## TASK INSTRUCTIONS
**A.** Print the passage of the forum thread about tiny white bugs that opens with the words containing "I was about" and closes with "these bugs? Thanks!".
**B.** Carry on the forum thread about tiny white bugs in tortoise bedding from the point where it stops.

## DOCUMENT PASSAGE

- - -

# Tiny white bugs



## sarah w. (Jun 28, 2016)

good evening.


I was about to feed my red foot when I noticed microscopic sized white bugs all in her bedding. I'm guessing wood mites? I use cocosoft as bedding. 

What do you suggest to get rid of these bugs? Thanks!


----------



## dannylozano10 (Jun 28, 2016)

Put the substrate in the oven it will get rid of them!


----------



## Pearly (Jun 29, 2016)

I have kept this same bio substrate for a year now. At one point I brought some weeds from my garden and planted there as they started destroying all the pretty plants almost the very next day after tank cleaning/planting. Well soon after those weeds were planted I started noticing those tiny white bugs. So tiny I couldn't even see what they were. As little as punctuation mark in this iphone print. There were quite a few of them and I didn't like it. I waited for maybe a week or few days and was going to start deeper investigation. Was worried about having to replace perfectly workin selfsustaining bio-substrate that took months to establish... But nah! The native bugs of my substrate must have taken care of those little invadors or maybe the ph of the substrate was inhospitable or both... They were gone before I knew it. Those tiny bugs are not likely to hurt your tort. Give it a week or two and see what happens. Unless ... you'd be inclined to sterilize substrate by baking or freezing it. For me that was never a viable option with the volume of substrate I have. For the 40 gal tank, 4-6 inches thick... Nah! No baking for me. Just not practical for me but I know some people do it with good results. The only thing, keeping live plants just does not go with sterile substrate. And I petsonally don't like the fake plants. Some people work miracles with them I only have a "good hand" with the stuff that grows


----------



## Tom (Jun 29, 2016)

- - -

## RECORDS SUPPLIED
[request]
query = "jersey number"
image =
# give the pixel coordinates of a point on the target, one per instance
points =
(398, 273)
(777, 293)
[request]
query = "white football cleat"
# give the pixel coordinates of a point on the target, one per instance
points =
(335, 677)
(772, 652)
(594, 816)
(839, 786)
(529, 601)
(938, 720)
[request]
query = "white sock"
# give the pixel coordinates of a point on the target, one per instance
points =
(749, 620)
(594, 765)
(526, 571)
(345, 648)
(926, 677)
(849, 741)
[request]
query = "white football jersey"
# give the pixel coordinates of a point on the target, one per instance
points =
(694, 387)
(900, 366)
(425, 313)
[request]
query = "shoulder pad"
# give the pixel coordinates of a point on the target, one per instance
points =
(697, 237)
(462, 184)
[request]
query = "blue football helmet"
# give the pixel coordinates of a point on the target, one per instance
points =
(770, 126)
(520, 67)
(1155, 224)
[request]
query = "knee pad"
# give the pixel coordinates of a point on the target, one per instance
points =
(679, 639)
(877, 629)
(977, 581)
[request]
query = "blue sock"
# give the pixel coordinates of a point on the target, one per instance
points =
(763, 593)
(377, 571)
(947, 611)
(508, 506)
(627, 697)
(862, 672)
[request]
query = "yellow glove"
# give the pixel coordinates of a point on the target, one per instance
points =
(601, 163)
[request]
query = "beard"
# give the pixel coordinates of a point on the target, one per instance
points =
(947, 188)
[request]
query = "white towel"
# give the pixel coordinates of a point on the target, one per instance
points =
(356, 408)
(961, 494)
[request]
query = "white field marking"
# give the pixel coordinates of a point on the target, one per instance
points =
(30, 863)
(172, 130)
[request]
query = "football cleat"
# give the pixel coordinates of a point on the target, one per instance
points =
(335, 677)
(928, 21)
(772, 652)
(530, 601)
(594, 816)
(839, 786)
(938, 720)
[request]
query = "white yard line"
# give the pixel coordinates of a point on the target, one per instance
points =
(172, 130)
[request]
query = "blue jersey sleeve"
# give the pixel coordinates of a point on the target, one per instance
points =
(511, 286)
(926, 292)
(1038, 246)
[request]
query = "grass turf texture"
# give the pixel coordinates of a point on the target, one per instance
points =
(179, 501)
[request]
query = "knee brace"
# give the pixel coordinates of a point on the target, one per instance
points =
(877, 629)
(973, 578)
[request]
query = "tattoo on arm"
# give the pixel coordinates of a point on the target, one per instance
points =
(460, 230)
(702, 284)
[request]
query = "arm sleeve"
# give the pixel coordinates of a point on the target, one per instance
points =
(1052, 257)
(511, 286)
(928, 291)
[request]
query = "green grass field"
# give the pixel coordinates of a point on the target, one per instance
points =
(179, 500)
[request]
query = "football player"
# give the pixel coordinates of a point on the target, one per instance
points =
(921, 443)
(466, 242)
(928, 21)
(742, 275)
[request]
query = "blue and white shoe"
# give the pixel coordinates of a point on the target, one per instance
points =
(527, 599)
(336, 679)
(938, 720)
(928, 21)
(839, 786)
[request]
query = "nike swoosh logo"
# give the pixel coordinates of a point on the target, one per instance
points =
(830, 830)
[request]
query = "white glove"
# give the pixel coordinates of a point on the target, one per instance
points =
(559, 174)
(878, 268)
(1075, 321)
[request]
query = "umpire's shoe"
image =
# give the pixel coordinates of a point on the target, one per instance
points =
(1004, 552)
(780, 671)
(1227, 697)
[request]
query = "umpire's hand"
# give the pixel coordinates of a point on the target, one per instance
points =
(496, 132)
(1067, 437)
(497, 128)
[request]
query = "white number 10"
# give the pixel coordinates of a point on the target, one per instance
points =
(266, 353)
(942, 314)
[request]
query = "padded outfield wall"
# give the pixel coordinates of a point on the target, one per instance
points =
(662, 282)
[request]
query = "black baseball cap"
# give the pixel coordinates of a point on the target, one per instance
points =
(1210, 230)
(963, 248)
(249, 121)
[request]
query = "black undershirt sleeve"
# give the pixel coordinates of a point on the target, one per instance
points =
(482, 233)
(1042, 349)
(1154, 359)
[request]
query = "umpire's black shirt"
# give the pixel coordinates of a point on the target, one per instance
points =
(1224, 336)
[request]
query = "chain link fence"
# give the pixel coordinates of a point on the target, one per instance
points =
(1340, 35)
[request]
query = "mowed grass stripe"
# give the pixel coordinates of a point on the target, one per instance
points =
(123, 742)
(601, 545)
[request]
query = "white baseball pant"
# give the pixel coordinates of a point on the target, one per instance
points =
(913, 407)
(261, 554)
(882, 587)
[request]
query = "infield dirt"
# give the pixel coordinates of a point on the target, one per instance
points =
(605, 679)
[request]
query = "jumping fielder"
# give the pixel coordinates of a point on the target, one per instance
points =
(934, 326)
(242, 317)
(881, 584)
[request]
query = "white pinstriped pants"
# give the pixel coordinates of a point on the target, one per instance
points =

- - -

## TASK RESULTS
**A.**
I was about to feed my red foot when I noticed microscopic sized white bugs all in her bedding. I'm guessing wood mites? I use cocosoft as bedding. 

What do you suggest to get rid of these bugs? Thanks!

**B.**
Those are one of the types of substrate flies. They come from the surrounding environment and they are harmless detrivores. You can just ignore them. If you really can't tolerate their presence, then you can boil, bake, freeze or replace your substrate every two weeks or so.


----------



## Pearly (Jun 29, 2016)

Tom said:


> Those are one of the types of substrate flies. They come from the surrounding environment and they are harmless detrivores. You can just ignore them. If you really can't tolerate their presence, then you can boil, bake, freeze or replace your substrate every two weeks or so.


Yep! Short and sweet


----------



## Rue (Jun 29, 2016)

Mites have 8 legs (well, unless they're immatures, then they only have 6) and one fused body part, insects have 6 legs and three distinct body parts...

If you can catch a couple and look closely you should be able to tell if it's an insect or not...that will help narrow down the ID...


----------



## Pearly (Jun 29, 2016)

Rue said:


> Mites have 8 legs (well, unless they're immatures, then they only have 6) and one fused body part, insects have 6 legs and three distinct body parts...
> 
> If you can catch a couple and look closely you should be able to tell if it's an insect or not...that will help narrow down the ID...


Mine were to small for me to see any distinct body parts. I never thought of getting magnifying glass


----------



## BrianWI (Jul 1, 2016)

Did they "jump"?


----------



## von345 (Jul 2, 2016)

I found the same thing!!! Yes mine jumped and they were so little and cleanish. Anyone know what they were? I was using cypress mulch and soil


----------



## jockma (Jul 3, 2016)

You sound exactly like me! I joined this forum because of these nasty little things.

Long story short, you can't get rid of em unless you take out ALL the substrate, sanitize the enclosure, bake the substrate, put it back in the enclosure and hope they don't make a resurgence in 2 weeks. They're harmless, actually they're beneficial, they help clean up your enclosure by eating decaying matter.

To cut down on their numbers you need to remove any and all traces of decaying matter in the enclosure. Particles of food, poop, live plants, mulch substrate etc. Even then they may still scrape by. You can also introduce competition, like roly polys, that will eat decaying matter and allow the little white bugs (probably springtails) die out from lack of food.

I don't get them anymore. I'm using coco coir now. I had a massive amount of them using cypress mulch, less once switching to coco coir (they'd hang around the sides and top of the enclosure) and after Bean spent a few months with family friends I left his enclosure open so they would die out. They did. No survivors. Good riddance.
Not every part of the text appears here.